_Goal_. Please recast the part of the entries that opens with the line containing "eyeglasses. Provide the bounding box for each." and runs through the end of the entries as a JSON list of strings, one string per line, with blank lines left out.

_The input_.
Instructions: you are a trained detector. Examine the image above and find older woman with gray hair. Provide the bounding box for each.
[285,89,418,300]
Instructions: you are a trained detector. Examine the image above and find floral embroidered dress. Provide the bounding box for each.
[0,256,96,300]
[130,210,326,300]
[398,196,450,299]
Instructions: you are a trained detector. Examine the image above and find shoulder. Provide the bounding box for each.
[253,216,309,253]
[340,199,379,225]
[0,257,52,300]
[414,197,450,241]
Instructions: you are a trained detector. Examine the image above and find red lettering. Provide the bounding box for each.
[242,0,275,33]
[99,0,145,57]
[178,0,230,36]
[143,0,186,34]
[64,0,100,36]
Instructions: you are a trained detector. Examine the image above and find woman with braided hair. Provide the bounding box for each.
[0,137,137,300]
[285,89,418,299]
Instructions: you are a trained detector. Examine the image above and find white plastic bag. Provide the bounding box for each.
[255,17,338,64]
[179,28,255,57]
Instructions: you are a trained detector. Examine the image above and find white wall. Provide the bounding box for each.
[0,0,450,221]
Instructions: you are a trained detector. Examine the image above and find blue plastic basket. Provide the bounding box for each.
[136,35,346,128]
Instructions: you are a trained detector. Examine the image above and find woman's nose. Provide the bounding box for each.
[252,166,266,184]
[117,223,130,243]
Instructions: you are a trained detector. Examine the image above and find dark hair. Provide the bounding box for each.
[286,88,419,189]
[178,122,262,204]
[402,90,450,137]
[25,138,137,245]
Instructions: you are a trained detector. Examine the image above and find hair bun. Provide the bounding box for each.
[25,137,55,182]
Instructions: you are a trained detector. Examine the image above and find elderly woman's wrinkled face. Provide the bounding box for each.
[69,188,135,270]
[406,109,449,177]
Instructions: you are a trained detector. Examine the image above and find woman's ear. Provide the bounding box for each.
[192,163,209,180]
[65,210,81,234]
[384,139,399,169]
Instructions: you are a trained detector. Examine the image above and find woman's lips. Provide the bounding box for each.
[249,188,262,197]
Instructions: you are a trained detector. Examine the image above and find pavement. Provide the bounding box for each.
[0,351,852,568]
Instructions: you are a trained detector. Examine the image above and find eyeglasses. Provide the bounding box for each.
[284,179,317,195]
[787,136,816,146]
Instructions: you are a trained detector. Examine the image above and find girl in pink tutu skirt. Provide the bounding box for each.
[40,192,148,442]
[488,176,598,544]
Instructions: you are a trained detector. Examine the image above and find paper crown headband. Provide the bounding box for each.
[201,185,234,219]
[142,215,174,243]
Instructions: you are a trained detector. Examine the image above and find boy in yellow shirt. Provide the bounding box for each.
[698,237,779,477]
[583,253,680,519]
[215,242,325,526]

_Response to the exercise_.
[
  "Instructions: you are a trained detector. Examine the image above and find eyeglasses. Provide the bounding box for each.",
  "[284,179,317,195]",
  "[787,136,816,146]",
  "Instructions: you are a trained detector. Examine the image above and find girl in pink tutu skirt. Provide the bounding box for each.",
  "[40,192,148,442]",
  "[488,176,598,544]",
  "Instructions: you are a trained detector. Examine the image above and find paper crown headband. Provide the bounding box for each.",
  "[201,185,234,219]",
  "[142,215,174,243]",
  "Instructions: you are a trained detector. Examine the image above and find boy in yellow shirt. Provide the bounding box for each.",
  "[698,237,779,477]",
  "[583,253,680,519]",
  "[215,242,325,526]"
]